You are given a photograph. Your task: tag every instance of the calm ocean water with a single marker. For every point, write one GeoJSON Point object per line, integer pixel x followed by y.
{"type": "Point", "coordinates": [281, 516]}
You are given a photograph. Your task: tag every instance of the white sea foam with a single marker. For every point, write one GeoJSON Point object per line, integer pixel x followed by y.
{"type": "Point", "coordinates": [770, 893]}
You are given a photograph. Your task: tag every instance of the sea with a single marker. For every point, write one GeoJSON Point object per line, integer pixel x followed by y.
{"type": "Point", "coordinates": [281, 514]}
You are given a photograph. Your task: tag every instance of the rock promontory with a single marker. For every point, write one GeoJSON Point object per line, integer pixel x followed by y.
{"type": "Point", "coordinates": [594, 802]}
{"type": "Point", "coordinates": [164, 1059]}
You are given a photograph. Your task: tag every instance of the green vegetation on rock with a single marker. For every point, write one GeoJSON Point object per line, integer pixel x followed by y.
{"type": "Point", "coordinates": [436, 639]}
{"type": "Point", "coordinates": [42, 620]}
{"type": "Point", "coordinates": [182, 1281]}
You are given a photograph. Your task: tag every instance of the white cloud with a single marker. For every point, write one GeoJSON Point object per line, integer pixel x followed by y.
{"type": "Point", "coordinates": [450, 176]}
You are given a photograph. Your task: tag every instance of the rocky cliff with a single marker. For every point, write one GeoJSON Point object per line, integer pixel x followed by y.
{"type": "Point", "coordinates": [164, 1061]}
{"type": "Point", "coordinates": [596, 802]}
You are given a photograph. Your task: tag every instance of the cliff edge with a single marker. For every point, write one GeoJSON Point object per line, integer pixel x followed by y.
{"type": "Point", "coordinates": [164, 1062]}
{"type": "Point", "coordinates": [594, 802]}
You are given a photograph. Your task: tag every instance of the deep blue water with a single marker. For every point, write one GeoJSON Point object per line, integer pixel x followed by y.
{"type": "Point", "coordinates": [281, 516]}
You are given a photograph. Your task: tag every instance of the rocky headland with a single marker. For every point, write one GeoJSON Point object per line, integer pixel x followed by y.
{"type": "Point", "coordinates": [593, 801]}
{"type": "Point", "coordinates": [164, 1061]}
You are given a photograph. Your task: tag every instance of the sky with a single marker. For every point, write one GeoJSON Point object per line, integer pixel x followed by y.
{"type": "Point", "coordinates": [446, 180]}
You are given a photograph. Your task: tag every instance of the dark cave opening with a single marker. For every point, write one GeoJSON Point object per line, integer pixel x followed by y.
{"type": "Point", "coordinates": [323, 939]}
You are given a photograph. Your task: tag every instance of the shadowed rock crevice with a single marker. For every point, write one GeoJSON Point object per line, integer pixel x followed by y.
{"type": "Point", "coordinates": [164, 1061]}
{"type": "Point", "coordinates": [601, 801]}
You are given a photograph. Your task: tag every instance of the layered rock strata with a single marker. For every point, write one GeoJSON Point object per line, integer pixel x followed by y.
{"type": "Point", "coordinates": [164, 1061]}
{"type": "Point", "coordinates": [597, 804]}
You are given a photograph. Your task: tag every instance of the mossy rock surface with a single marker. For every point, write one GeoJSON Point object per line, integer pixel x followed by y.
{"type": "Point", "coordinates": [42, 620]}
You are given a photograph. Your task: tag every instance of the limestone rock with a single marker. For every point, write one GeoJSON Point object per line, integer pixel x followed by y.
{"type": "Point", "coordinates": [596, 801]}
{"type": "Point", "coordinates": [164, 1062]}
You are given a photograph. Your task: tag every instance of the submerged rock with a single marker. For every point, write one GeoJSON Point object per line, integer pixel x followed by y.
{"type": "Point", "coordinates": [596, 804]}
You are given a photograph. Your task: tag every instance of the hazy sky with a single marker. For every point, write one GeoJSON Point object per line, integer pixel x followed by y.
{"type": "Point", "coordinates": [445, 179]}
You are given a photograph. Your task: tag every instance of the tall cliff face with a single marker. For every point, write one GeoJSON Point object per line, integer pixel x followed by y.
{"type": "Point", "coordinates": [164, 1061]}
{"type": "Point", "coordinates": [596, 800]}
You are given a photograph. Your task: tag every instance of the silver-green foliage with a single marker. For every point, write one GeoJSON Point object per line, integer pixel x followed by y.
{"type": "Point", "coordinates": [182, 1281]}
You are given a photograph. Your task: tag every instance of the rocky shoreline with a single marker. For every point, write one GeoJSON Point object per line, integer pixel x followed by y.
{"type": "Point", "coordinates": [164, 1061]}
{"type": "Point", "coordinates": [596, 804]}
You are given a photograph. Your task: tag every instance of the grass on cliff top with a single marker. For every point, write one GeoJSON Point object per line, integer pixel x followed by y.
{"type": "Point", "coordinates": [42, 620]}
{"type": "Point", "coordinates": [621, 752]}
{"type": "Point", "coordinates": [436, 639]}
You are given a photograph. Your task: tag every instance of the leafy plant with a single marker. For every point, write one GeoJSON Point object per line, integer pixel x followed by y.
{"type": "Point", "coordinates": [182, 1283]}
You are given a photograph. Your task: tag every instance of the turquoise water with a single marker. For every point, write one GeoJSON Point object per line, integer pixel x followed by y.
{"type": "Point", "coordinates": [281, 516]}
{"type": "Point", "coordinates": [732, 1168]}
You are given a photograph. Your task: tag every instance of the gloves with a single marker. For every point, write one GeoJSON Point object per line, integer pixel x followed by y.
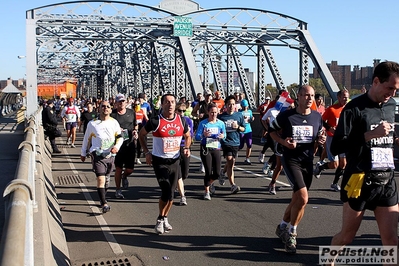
+++
* _Work to be completed_:
Excluding pictures, reproduce the listing above exactly as it stands.

* _Solution to this task_:
You are given a photograph. Your task: tag every instance of the calm ocean water with a single marker. For every point, write one GeoJSON Point object per line, integer pixel x followed by y.
{"type": "Point", "coordinates": [281, 516]}
You are given a photograph. Your task: tag every instance of the white sea foam with a single marker. For every point, write one GeoJSON Point object per line, integer pixel x followed by y.
{"type": "Point", "coordinates": [770, 893]}
You are given a photograph. Your task: tag every instance of the sea with a single marker. For every point, write one GeoJSON Point object per line, integer pixel x followed by y.
{"type": "Point", "coordinates": [281, 514]}
You are given a photograph. Your task: tag every instance of the rock promontory with a single marker. For every point, write one GeoJSON Point object per line, integer pixel x followed by y.
{"type": "Point", "coordinates": [594, 802]}
{"type": "Point", "coordinates": [164, 1059]}
You are given a photograph. Your task: tag every instance of the green vegetation on rock with a single marker. For every point, write one GeoJSON Point object per line, integer pixel x followed by y.
{"type": "Point", "coordinates": [436, 639]}
{"type": "Point", "coordinates": [42, 620]}
{"type": "Point", "coordinates": [182, 1281]}
You are given a photograph. Your task: tag every instance of the white cloud with a single marker. For every point, write one GeoJSON Point object per line, integer pixel x followed by y.
{"type": "Point", "coordinates": [450, 176]}
You are given a photograph. Your task: tag every instance of the rocky cliff with a single marker. For every point, write one GeoJSON Point object per line, integer pixel x followed by y.
{"type": "Point", "coordinates": [164, 1061]}
{"type": "Point", "coordinates": [596, 802]}
You are given a photograph. Your task: tag every instance of the cliff edge with a single marker. For every point, write one GeoJSON Point object per line, integer pixel x followed by y.
{"type": "Point", "coordinates": [164, 1062]}
{"type": "Point", "coordinates": [594, 802]}
You are given a photograph. Your task: tag every instance of the deep blue water with a single marker. For every point, write one GeoJSON Point object per line, integer pixel x followed by y.
{"type": "Point", "coordinates": [281, 516]}
You are given a photograph. Your task: tag every instance of the rocky headland with a single marker. For every point, write one GeoJSON Point object per line, integer pixel x followed by y.
{"type": "Point", "coordinates": [593, 801]}
{"type": "Point", "coordinates": [164, 1061]}
You are given a photograph. Your task: tag every instance of the sky with a single marker. For every point, write one GeoJSON Point object per line, integer pixel x followed by y.
{"type": "Point", "coordinates": [446, 180]}
You are given a photograph. Your task: tag every instance of the dark cave opening with a single marker. For every point, write one GeoJSON Point object per line, integer pixel x followed by y.
{"type": "Point", "coordinates": [323, 939]}
You are given a photograph. Your task: tag every instance of the shadowed rock crevice with a single marker. For every point, write one GeoJSON Point object per line, integer pixel x followed by y.
{"type": "Point", "coordinates": [164, 1061]}
{"type": "Point", "coordinates": [601, 801]}
You are given a photograph. Your task: tag every instance of the layered rock strata with a single marker. For every point, write one GeoJSON Point object per line, integer pixel x followed by y.
{"type": "Point", "coordinates": [164, 1061]}
{"type": "Point", "coordinates": [597, 804]}
You are given a photograph. Your task: tag every instance of the mossy rock surface with a single marker. For every point, write one GeoJSON Point object per line, integer pixel x followed by y.
{"type": "Point", "coordinates": [42, 620]}
You are given a photograph. Your task: tag every instance of the limestone rock with a single marker. For every point, write one GeoJSON Point object per line, integer pixel x followed by y.
{"type": "Point", "coordinates": [596, 801]}
{"type": "Point", "coordinates": [164, 1062]}
You are given a photograph. Your task: tag every instance of the submerged rock with a single marker. For every point, write one GeoJSON Point object per line, integer pixel x followed by y.
{"type": "Point", "coordinates": [596, 804]}
You are given a photograph. Your task: tag every instance of the hazy sky with a single marker. For every point, write one GeoJSON Point object per line, integer pixel x followed by y.
{"type": "Point", "coordinates": [445, 179]}
You are given a photograph. Your task: tag every instance of the tall cliff face with a single marker. For every point, write one GeoJSON Point object per line, integer pixel x followed by y.
{"type": "Point", "coordinates": [164, 1061]}
{"type": "Point", "coordinates": [596, 800]}
You are given a photograph. Your task: tag every instance of the silver-green foliage with a single marker. For every point, write one GeoJSON Point object per line, integer pixel x followed by y.
{"type": "Point", "coordinates": [182, 1281]}
You are given a photograph. Your task: tag every instance of the rocky shoreline with a single marker. For every point, write one GeoJSON Point object per line, integer pixel x followed by y.
{"type": "Point", "coordinates": [164, 1061]}
{"type": "Point", "coordinates": [596, 804]}
You are given a photograph. Your task: tag every instance of the grass on cliff top with a single marker. For every point, write one GeoJSON Point object per line, integer pixel x followed by y.
{"type": "Point", "coordinates": [42, 620]}
{"type": "Point", "coordinates": [621, 752]}
{"type": "Point", "coordinates": [436, 639]}
You are given a photograph. Your task: tag every instance of the leafy plant with a single marker. For every point, write one GeoJSON Point object per line, integer pixel x followed by y.
{"type": "Point", "coordinates": [182, 1283]}
You are given a photograph. Your task: tag every instance of the turquoise water with a single marker. For every point, write one GeoJSON Point object per line, integer pixel x followed by y.
{"type": "Point", "coordinates": [281, 516]}
{"type": "Point", "coordinates": [732, 1168]}
You are given a photograph. Your task: tag every instance of the gloves with a single marker. For every point, write one GeoJSON Point object per line, integer pixel x followed by y.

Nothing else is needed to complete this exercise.